GOAL OF THE EXERCISE:
Pull out every line below that contains the word "road".

DATA SECTION:

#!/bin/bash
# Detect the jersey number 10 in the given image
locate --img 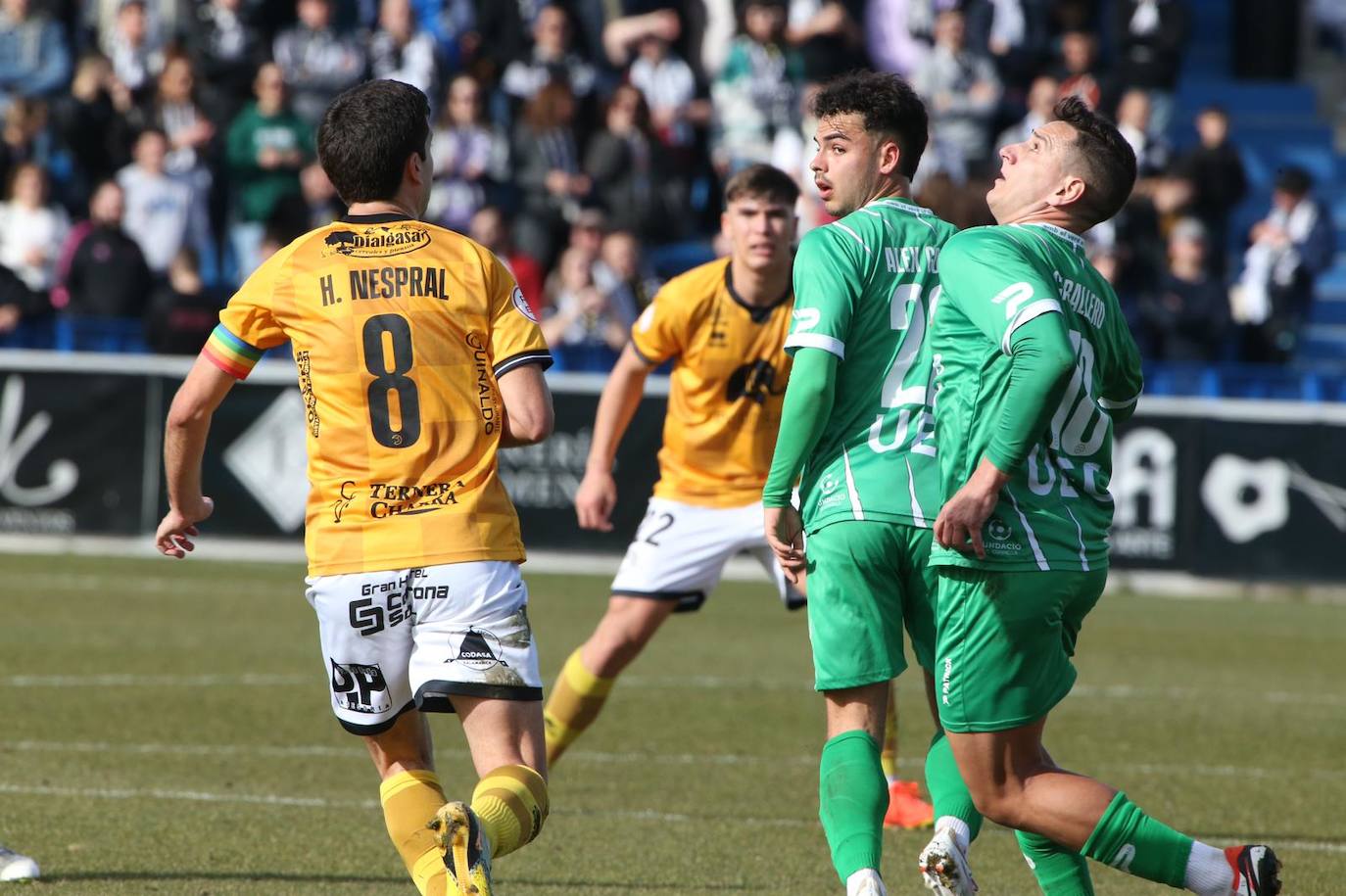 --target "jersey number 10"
[363,314,420,448]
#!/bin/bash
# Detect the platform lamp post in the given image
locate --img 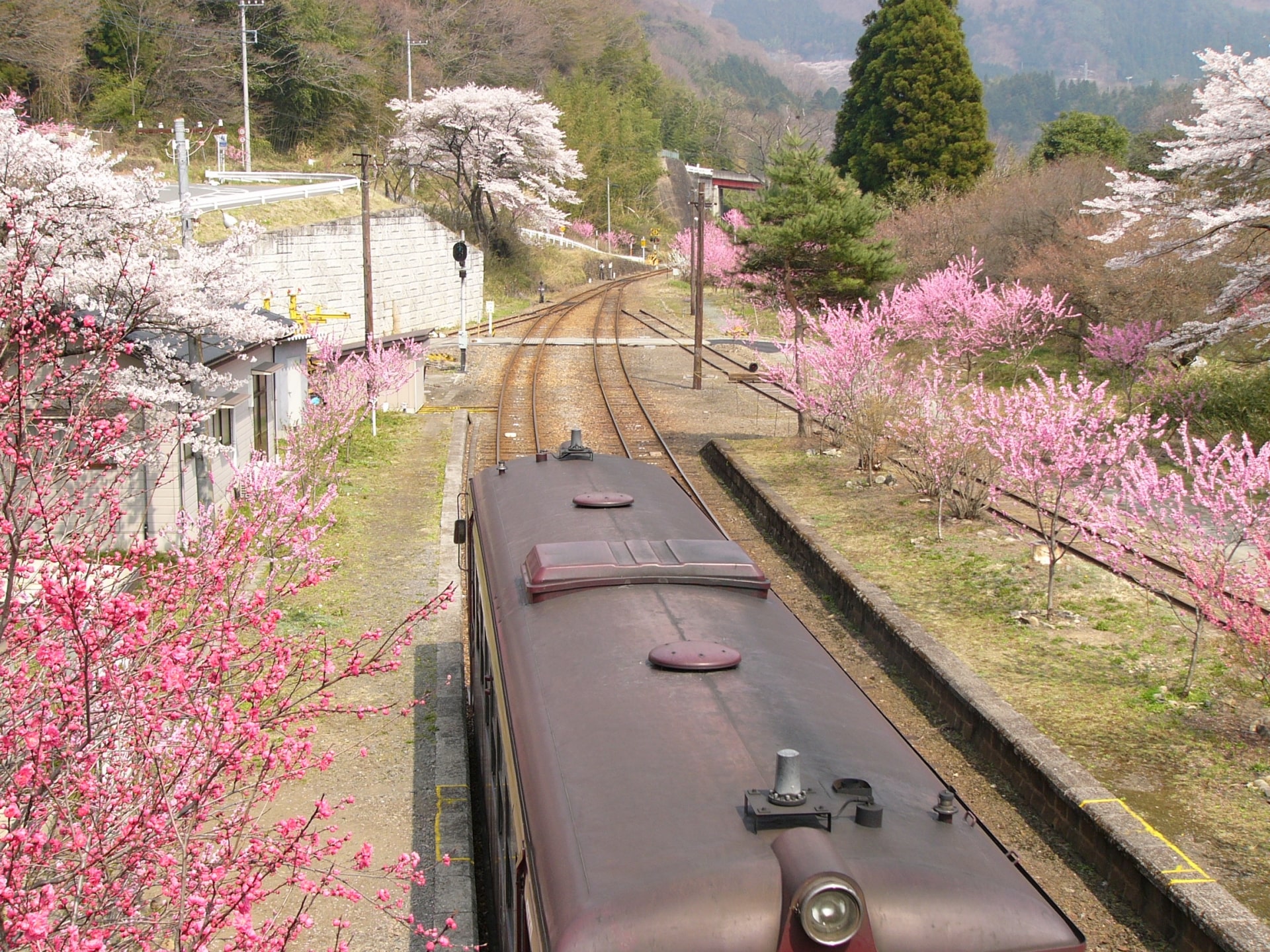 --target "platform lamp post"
[239,0,264,171]
[692,178,706,389]
[452,237,479,373]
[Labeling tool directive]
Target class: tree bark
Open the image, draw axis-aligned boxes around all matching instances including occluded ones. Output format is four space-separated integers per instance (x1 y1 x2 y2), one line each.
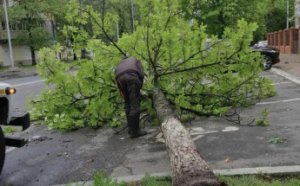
153 88 226 186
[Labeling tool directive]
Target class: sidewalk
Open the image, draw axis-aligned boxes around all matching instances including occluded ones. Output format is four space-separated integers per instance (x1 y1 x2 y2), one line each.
0 66 38 81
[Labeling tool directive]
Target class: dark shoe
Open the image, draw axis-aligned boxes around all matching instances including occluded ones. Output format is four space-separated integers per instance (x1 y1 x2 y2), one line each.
129 130 148 138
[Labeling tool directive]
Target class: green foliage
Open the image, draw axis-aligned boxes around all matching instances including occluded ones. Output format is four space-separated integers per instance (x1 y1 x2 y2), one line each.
256 108 270 127
181 0 295 41
32 0 274 130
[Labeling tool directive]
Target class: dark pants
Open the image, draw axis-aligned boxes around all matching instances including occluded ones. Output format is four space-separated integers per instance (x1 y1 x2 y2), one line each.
117 73 142 133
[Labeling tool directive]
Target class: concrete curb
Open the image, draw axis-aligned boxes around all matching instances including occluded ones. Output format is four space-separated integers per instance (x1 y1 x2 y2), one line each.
271 67 300 84
52 165 300 186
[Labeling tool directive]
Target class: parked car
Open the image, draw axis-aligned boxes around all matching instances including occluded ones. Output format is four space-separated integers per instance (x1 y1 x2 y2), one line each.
0 82 30 174
252 41 280 70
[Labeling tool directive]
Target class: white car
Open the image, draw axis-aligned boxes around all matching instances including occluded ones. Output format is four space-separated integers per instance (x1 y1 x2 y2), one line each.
0 82 30 174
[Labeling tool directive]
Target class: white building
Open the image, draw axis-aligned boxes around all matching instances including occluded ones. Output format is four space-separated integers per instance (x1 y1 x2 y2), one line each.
0 0 53 66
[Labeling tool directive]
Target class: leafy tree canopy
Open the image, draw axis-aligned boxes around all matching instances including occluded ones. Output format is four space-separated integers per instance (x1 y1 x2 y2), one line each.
32 0 274 130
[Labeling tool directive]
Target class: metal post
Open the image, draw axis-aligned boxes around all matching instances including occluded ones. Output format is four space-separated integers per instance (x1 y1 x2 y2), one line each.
116 21 120 41
130 0 134 32
286 0 290 29
3 0 15 69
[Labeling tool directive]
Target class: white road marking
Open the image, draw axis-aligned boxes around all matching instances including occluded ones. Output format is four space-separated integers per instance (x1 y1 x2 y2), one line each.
271 68 300 84
13 80 45 87
256 98 300 105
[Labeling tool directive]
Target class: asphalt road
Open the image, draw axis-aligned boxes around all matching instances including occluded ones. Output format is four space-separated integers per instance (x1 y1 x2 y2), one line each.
0 72 300 186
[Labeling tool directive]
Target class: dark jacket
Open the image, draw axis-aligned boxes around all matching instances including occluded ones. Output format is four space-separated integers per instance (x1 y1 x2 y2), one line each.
115 57 144 82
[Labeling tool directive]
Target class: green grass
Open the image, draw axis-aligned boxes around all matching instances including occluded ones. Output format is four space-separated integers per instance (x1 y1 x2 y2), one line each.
94 173 300 186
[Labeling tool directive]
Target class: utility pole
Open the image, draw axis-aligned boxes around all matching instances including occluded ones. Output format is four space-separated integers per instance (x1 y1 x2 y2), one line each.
130 0 134 32
3 0 15 70
286 0 290 29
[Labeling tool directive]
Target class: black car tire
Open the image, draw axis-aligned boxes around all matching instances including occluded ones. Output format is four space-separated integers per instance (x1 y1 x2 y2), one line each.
263 55 273 70
0 127 5 174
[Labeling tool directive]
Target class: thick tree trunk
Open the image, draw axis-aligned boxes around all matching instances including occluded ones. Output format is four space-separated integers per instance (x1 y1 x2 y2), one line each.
153 89 226 186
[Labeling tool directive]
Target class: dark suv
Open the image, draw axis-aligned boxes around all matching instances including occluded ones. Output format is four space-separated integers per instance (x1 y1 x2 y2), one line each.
252 41 280 70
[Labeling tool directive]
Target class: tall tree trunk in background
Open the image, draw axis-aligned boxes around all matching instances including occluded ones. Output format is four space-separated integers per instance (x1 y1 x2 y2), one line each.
153 88 226 186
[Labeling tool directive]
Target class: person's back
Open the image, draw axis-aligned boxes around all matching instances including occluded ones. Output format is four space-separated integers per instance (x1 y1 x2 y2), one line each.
115 57 147 138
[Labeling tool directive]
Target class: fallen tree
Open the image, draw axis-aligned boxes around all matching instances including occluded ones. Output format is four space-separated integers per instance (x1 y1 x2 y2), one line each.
33 0 272 186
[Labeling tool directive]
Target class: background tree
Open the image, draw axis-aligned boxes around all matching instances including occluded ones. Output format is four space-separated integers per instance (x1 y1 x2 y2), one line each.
182 0 295 41
33 0 274 185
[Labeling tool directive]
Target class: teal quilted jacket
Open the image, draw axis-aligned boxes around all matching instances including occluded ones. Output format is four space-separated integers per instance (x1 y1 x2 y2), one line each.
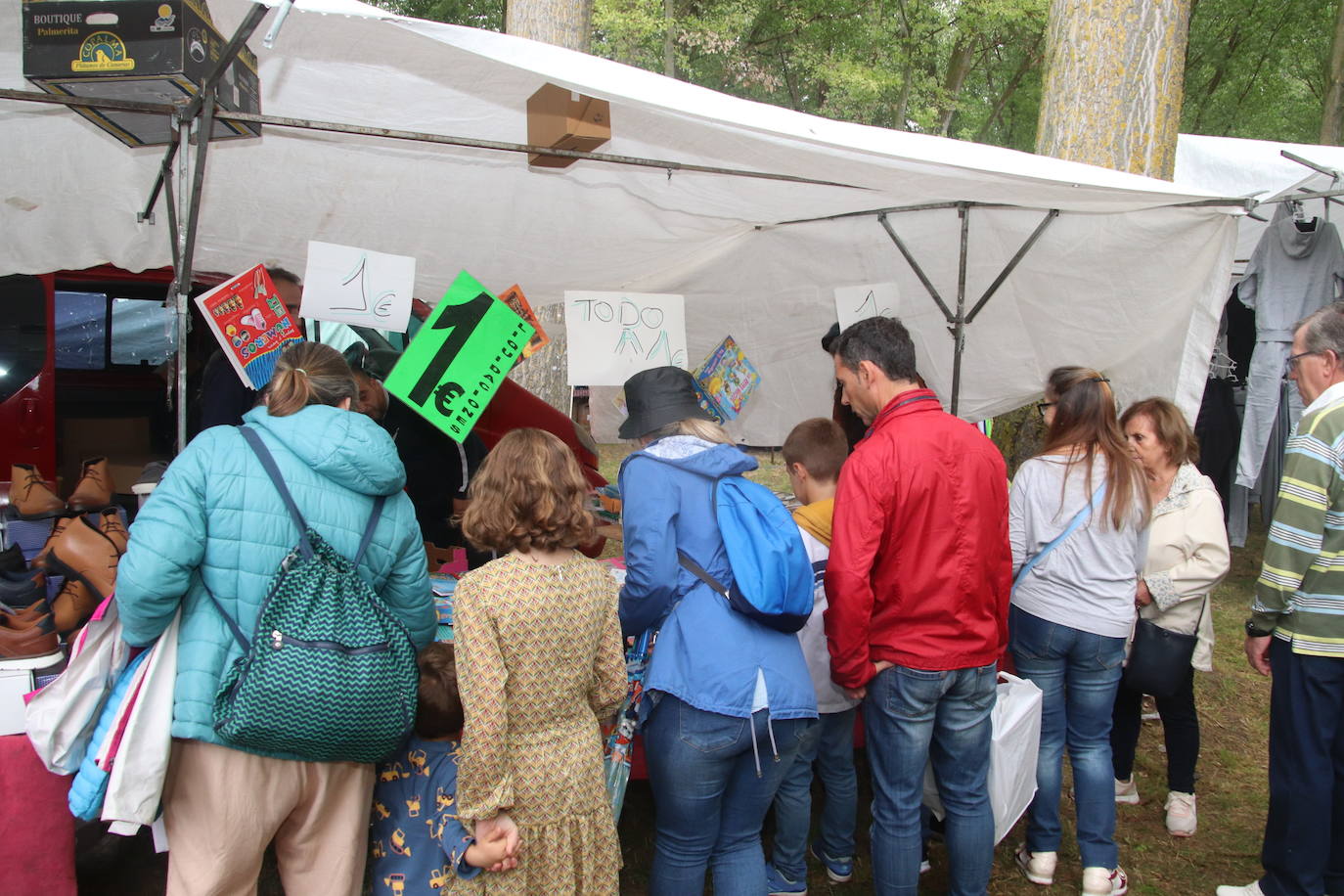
117 406 435 756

EXERCISE ANSWER:
Target class: white road marking
Target class: asphalt road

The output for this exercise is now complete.